- What is being asked -
Which of the lines below include "tree"? Each one should be copied out.

- Available data -
--------

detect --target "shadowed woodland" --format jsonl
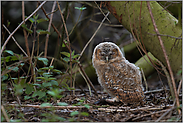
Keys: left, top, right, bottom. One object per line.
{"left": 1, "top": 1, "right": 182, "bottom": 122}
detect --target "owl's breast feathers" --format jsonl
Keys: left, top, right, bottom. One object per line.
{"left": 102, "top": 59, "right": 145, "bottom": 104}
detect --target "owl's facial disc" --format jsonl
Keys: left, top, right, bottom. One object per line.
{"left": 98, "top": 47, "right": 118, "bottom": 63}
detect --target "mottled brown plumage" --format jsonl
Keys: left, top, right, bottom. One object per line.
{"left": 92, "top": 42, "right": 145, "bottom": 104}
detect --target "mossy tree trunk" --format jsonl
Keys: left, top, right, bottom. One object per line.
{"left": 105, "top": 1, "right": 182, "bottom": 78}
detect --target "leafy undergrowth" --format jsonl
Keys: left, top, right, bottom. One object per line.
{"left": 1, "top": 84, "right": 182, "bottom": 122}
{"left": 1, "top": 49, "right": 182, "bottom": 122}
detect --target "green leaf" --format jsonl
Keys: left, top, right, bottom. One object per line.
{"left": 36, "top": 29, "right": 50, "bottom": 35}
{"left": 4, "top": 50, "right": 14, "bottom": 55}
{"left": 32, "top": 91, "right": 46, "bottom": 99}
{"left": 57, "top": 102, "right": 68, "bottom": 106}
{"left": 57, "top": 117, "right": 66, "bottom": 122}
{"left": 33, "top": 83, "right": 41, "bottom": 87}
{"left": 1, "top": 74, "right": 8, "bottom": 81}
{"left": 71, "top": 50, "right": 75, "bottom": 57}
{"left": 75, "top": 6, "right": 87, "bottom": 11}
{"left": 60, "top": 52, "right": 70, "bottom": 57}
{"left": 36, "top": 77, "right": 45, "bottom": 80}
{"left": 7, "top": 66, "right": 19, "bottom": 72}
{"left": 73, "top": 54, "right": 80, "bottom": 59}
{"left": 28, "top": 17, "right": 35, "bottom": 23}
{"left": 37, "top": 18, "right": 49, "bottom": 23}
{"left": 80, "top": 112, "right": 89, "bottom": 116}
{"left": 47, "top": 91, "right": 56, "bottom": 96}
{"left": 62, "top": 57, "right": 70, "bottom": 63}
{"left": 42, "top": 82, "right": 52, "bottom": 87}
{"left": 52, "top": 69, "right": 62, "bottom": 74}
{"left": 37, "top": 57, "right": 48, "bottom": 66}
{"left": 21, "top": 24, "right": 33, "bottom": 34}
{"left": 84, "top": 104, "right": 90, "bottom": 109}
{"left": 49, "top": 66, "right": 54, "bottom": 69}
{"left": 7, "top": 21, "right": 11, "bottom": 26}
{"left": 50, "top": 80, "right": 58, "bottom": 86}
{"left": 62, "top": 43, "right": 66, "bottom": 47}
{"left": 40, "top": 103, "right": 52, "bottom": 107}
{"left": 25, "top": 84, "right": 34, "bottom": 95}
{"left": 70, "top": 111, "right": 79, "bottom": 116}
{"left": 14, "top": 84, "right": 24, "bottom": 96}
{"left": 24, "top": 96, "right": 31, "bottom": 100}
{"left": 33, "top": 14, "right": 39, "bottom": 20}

--------

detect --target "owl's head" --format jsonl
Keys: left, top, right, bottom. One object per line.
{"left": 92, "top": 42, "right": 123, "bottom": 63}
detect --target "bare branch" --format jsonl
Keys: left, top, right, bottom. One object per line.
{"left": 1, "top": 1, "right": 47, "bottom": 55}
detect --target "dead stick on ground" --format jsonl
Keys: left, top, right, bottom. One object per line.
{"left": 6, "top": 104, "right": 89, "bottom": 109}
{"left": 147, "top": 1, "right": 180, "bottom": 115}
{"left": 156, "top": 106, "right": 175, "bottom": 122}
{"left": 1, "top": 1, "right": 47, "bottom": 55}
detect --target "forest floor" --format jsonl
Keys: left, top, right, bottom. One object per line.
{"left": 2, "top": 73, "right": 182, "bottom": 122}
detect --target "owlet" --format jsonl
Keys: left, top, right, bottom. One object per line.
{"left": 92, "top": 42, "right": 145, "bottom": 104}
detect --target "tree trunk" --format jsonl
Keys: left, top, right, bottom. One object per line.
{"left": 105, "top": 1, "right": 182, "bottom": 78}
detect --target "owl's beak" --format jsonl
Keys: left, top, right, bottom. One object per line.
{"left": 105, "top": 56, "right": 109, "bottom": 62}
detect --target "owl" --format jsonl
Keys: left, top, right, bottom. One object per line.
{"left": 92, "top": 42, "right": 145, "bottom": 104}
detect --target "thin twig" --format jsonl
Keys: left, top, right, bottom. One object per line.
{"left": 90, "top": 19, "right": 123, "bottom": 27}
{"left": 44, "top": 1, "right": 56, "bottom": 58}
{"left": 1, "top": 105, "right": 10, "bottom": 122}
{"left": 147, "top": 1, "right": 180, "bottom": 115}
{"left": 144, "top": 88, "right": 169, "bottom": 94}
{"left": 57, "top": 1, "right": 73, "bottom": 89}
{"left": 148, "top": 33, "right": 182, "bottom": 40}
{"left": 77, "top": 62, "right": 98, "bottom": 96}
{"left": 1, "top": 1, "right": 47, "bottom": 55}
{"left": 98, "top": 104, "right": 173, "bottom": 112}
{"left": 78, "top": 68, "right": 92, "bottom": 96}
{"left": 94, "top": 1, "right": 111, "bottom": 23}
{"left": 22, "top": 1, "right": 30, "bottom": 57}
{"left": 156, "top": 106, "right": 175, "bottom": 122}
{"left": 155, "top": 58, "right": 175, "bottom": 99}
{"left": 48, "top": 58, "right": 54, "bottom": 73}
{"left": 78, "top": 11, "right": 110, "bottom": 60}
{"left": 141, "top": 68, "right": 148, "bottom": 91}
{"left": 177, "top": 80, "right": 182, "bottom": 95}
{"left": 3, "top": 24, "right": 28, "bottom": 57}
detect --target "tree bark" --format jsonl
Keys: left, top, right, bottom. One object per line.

--------

- Reply to the task -
detect --target "mossy tree trunk" --format jsonl
detect --target "tree trunk" --format jsonl
detect --target "tree bark" --format jsonl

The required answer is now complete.